§ **GOAL**
Convert everything in the data below, from the line containing "Wildlife camera-trap request: tag the dark" down to the line containing "point(217, 184)", into a Markdown table with the columns Row and Line. Number each line and skip any blank lines.
* start *
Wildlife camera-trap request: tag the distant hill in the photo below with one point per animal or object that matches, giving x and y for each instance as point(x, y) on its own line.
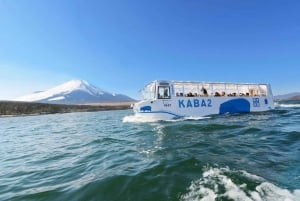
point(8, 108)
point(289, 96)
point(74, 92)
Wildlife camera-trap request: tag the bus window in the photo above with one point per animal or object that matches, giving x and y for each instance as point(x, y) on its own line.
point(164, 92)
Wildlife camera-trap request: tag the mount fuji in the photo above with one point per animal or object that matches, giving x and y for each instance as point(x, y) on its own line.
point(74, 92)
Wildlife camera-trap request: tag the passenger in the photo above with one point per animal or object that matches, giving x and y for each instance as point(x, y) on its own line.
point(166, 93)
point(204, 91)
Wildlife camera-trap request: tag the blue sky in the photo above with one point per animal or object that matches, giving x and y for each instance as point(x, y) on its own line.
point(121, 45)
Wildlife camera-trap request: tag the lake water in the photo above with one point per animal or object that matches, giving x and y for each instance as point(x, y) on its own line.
* end *
* start *
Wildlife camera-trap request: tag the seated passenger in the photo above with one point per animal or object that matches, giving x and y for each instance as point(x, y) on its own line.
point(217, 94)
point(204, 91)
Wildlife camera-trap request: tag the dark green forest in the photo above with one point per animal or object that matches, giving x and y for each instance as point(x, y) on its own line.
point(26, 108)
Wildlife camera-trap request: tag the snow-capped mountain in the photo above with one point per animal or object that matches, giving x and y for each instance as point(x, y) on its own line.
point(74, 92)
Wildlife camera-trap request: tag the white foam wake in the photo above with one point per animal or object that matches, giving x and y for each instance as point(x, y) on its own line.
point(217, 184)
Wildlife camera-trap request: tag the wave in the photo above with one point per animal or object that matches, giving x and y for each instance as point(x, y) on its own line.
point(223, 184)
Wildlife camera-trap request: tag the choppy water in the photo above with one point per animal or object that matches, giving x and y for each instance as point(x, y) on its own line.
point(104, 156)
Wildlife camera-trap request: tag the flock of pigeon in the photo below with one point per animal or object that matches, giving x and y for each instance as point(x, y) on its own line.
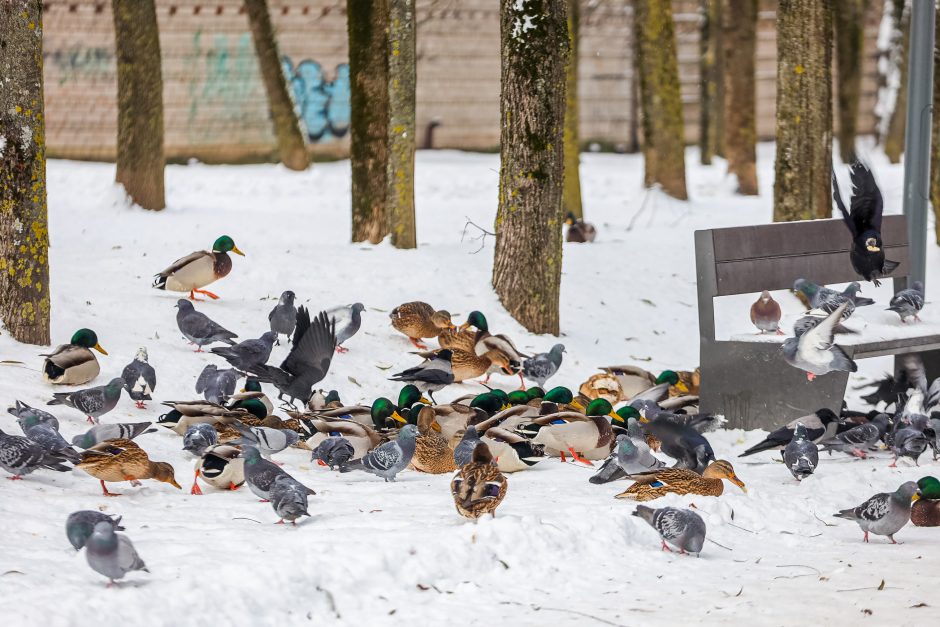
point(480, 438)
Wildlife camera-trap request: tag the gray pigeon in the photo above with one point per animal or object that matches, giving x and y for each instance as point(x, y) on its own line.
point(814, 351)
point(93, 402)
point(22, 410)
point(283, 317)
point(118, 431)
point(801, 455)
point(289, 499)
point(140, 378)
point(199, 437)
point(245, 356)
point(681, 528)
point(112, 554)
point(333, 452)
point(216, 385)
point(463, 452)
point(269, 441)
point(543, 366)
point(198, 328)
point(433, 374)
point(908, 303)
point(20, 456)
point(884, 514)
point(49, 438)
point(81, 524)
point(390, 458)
* end *
§ **ANSWER FOR THIS EXERCISE**
| Row | Line |
|---|---|
| 1 | Wildlife camera-trap request: tag the dark green forest in the photo above with one point per animal or object that matches, giving x and y for each instance as point(x, y) on its own line. |
| 2 | point(26, 108) |
| 3 | Wildlife camera-trap request: tag the snow-capped mountain in the photo above with one point per animal or object that matches, giving x and y for each instance as point(x, y) on its own line. |
| 4 | point(74, 92) |
| 5 | Wildlife camera-trap request: tag the white foam wake in the photo above with one point per animal or object that matches, giving x and y for each instance as point(x, y) on its own line. |
| 6 | point(217, 184) |